#### Esercizio 1
Per favore, riscrivi il passo dell'estratto da "In generale spicca" a "di tre locali.", sostituendo "Milano" con "Torino".
#### Esercizio 2
Rispondi alle domande seguenti in base all'estratto.
(a) Con quale nome è indicata la struttura di coordinamento della ’ndrangheta sul territorio?
(b) In che anno l'operazione "Security" aveva portato all'arresto di 15 persone?
(c) Dove risiedeva il soggetto originario di Melito Porto Salvo?

#### Estratto
%%
Un radicamento, quello delle organizzazioni criminali, e in particolare della ’ndrangheta: “che ha consentito alla matrice mafiosa calabrese di dotarsi di una struttura di coordinamento sul territorio, denominata “Lombardia” – si legge nella relazione – intesa come una vera e propria “camera di controllo”, in collegamento con la casa madre reggina e funzionalmente sovraordinata ai “locali” presenti nella zona”. Microgruppi organizzati, i”locali”, scoperti in anni di indagini un po’ in tutta la regione e anche in provincia di Monza e Brianza e ai confini dell’hinterland milanese, vedi il locale “Solaro-Legnano” e quelli di “Monza”, “Desio”, “Seregno”, “Lentate sul Seveso” e “Limbiate”.
Gruppi che si occupano di traffici tradizionali, come quelli di droga e armi, ma anche di più sofisticate movimentazioni finanziarie dissimulate con fittizie attività commerciali. Da quest’ultimo punto di vista, in Brianza, attraverso operazioni investigative e di polizia portate a termine in Calabria un anno fa, è emerso il ruolo di “principale artefice del sistema di false fatturazioni” e di “regista” di dette movimentazioni, svolto da “un soggetto originario di Melito Porto Salvo ma residente a Vimercate”.
In generale spicca sempre più la nuova veste del mafioso 2.0, “che veste elegante a parla forbito ed è capace di infiltrarsi nei settori vitali dell’economia e della pubblica amministrazione lombarda”. E, soprattutto la ’ndrangheta, afferma sempre più la propria presenza a Milano, nel cuore della città, nella movida: ne sono prova le interdittive antimafia adottate nel semestre di riferimento nei confronti di tre locali.
Ma non c’è solo la ’ndrangheta in Lombardia: resta costante la presenza di “Cosa nostra” che ha compiuto negli anni un’abile “sommersione” e mimetizzazione: “per infiltrare in maniera meno appariscente ma più subdola e per questo ancora più pericolosa, il tessuto dell’economia legale”. Citata a tal proposito l’operazione “Security” che nel 2017 aveva condotto all’arresto di 15 persone, alcune riconducibili alla famiglia Laudani di Catania.
In particolare era emersa l’attività di una associazione criminale che attraverso una serie di società e cooperative era riuscita a infiltrare il tessuto economico lombardo nei settori della vigilanza, della sicurezza e della logistica con l’arresto, a gennaio del 2018, di un commercialista di origini messinesi, già sottoposto agli arresti domiciliari nella propria abitazione di Monza che: “avvalendosi delle proprie competenze e del conseguente circuito relazionale milanese, aveva ideato, a vantaggio di una società riconducibile alla consorteria, un articolato meccanismo di evasione delle imposte attraverso false fatturazioni”.
%%
#### Materiale di studio
%%
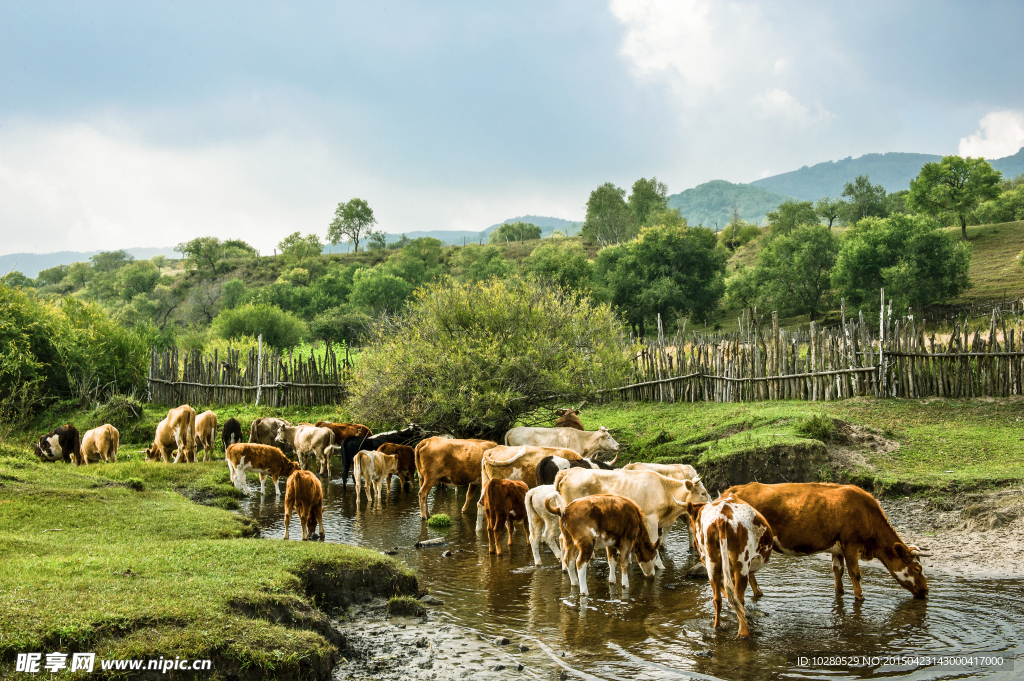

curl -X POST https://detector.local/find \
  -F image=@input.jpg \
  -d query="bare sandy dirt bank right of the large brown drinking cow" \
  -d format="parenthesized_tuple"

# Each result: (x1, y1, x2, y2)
(882, 488, 1024, 578)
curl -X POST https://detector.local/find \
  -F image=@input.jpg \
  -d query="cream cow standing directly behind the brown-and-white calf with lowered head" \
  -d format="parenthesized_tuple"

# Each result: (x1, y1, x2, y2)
(555, 468, 711, 568)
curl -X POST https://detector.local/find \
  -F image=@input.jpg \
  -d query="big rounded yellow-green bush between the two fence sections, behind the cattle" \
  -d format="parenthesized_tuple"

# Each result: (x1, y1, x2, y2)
(350, 278, 630, 437)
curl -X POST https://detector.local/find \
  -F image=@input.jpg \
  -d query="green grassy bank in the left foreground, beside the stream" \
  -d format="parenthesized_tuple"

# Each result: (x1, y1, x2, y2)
(0, 436, 417, 679)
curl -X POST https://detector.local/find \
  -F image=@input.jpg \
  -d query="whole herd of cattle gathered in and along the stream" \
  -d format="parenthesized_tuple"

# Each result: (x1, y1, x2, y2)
(36, 405, 928, 638)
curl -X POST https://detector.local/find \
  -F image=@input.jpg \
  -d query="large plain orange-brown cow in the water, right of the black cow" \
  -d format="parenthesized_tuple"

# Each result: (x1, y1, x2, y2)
(416, 436, 498, 520)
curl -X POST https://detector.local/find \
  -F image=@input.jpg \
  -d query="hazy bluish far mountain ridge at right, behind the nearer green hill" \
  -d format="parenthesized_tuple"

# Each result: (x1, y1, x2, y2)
(751, 148, 1024, 201)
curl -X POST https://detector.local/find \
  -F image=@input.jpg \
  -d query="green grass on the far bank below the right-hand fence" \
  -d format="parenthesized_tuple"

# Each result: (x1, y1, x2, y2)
(583, 398, 1024, 490)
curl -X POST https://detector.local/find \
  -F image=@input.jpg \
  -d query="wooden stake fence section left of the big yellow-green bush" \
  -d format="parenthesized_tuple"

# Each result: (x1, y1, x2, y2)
(147, 343, 352, 407)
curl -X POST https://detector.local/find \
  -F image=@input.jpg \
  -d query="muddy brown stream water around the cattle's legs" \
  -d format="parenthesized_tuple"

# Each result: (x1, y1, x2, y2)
(243, 483, 1024, 680)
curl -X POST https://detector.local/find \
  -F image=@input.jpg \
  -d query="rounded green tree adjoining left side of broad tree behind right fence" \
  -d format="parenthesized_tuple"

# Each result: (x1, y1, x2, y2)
(754, 224, 839, 322)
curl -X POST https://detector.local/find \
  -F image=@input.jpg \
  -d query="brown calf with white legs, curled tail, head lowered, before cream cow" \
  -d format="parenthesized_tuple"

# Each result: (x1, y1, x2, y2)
(544, 495, 658, 596)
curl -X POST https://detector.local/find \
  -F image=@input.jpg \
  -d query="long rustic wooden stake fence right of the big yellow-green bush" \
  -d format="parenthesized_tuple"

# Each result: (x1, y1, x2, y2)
(599, 292, 1024, 402)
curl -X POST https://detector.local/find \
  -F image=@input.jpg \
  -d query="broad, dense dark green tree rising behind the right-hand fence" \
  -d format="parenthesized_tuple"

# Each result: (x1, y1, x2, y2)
(831, 214, 971, 310)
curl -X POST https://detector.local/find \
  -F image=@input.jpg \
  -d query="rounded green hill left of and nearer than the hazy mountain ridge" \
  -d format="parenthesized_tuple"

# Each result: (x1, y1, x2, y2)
(669, 179, 790, 230)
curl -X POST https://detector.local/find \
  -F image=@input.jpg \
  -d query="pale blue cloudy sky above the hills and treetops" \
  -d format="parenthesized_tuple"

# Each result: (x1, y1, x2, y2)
(0, 0, 1024, 254)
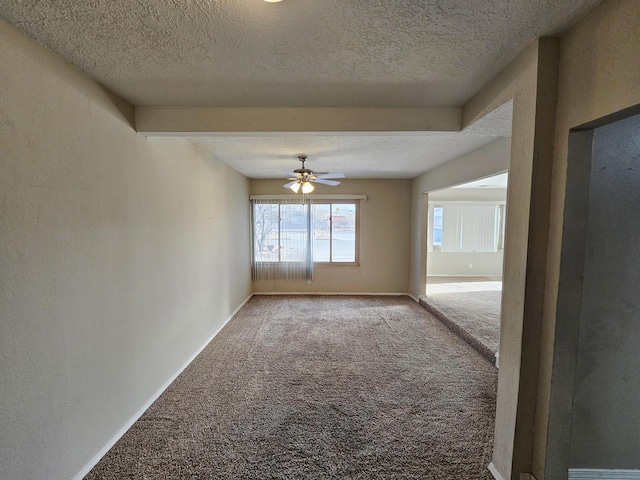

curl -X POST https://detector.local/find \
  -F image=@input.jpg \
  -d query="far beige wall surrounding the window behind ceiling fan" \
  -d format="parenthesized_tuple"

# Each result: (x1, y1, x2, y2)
(251, 179, 411, 293)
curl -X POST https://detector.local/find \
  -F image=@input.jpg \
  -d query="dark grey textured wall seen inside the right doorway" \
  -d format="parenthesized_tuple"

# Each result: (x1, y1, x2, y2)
(568, 111, 640, 470)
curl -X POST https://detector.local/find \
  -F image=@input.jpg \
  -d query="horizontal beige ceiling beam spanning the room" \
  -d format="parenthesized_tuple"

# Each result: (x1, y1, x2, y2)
(136, 107, 462, 137)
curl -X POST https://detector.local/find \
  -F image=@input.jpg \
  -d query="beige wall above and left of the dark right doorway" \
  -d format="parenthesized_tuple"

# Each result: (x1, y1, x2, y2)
(534, 0, 640, 480)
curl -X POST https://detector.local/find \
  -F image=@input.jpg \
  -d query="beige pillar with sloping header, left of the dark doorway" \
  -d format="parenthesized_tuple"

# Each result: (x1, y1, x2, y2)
(463, 39, 557, 479)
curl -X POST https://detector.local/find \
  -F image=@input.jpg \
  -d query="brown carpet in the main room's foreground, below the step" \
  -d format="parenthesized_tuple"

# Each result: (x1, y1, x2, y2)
(85, 296, 497, 480)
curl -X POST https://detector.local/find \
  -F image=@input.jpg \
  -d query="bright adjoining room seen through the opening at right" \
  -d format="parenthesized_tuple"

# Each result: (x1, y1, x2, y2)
(420, 172, 508, 366)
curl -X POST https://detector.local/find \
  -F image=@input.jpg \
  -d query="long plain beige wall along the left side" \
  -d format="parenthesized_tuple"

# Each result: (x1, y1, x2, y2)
(0, 20, 251, 480)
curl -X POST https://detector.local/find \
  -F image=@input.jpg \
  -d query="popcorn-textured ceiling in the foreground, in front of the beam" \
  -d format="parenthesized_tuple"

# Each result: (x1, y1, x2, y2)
(0, 0, 599, 107)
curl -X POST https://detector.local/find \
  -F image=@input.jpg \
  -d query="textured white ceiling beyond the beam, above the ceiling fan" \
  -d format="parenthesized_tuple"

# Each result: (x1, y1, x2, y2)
(190, 102, 513, 178)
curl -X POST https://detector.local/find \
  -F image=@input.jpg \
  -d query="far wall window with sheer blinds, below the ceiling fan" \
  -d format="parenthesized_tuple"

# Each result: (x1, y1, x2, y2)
(252, 197, 359, 280)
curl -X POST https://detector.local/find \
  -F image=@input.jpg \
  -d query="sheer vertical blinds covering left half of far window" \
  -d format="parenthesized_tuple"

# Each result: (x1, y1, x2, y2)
(251, 195, 313, 282)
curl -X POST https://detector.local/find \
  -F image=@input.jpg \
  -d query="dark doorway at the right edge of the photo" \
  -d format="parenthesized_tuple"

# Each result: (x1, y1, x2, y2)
(546, 108, 640, 480)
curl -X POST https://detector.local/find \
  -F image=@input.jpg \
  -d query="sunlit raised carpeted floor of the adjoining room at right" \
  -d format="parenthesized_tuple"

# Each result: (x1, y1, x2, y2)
(420, 277, 502, 361)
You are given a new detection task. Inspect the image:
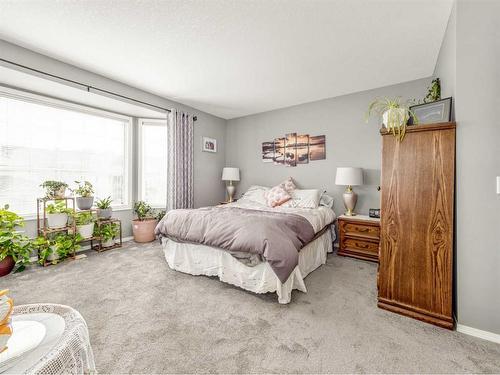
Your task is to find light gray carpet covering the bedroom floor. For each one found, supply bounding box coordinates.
[0,243,500,373]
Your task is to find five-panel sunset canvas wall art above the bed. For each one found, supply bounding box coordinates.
[262,133,326,167]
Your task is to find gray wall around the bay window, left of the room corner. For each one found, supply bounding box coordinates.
[0,39,226,236]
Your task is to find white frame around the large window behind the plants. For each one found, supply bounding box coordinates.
[0,85,133,220]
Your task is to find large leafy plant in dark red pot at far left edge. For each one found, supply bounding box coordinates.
[0,205,32,277]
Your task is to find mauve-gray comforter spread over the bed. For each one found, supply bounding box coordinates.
[155,206,314,283]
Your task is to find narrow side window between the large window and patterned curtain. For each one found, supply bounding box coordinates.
[139,119,168,208]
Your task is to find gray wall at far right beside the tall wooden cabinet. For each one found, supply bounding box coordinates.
[436,0,500,334]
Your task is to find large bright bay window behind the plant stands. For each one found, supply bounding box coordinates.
[0,88,132,216]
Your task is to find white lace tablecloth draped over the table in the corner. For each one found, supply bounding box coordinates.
[6,304,96,374]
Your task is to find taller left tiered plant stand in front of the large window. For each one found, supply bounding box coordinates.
[36,197,76,267]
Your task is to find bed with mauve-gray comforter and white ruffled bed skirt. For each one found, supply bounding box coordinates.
[155,187,335,304]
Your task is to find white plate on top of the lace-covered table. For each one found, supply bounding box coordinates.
[0,320,47,372]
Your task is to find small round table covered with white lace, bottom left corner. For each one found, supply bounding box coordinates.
[0,304,96,374]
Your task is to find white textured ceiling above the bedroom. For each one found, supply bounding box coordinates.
[0,0,452,119]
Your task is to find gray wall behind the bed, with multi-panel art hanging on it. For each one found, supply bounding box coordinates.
[226,78,431,219]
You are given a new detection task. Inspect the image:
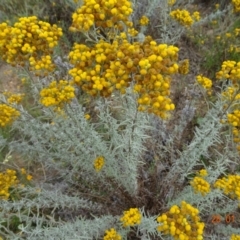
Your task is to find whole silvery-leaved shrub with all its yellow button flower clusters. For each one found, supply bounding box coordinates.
[0,0,240,240]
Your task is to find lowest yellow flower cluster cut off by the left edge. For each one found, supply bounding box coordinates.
[0,169,18,200]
%%
#### Soluzione 1
In generale spicca sempre più la nuova veste del mafioso 2.0, “che veste elegante a parla forbito ed è capace di infiltrarsi nei settori vitali dell’economia e della pubblica amministrazione lombarda”. E, soprattutto la ’ndrangheta, afferma sempre più la propria presenza a Torino, nel cuore della città, nella movida: ne sono prova le interdittive antimafia adottate nel semestre di riferimento nei confronti di tre locali.

#### Soluzione 2
(a) "Lombardia".
(b) Nel 2017.
(c) A Vimercate.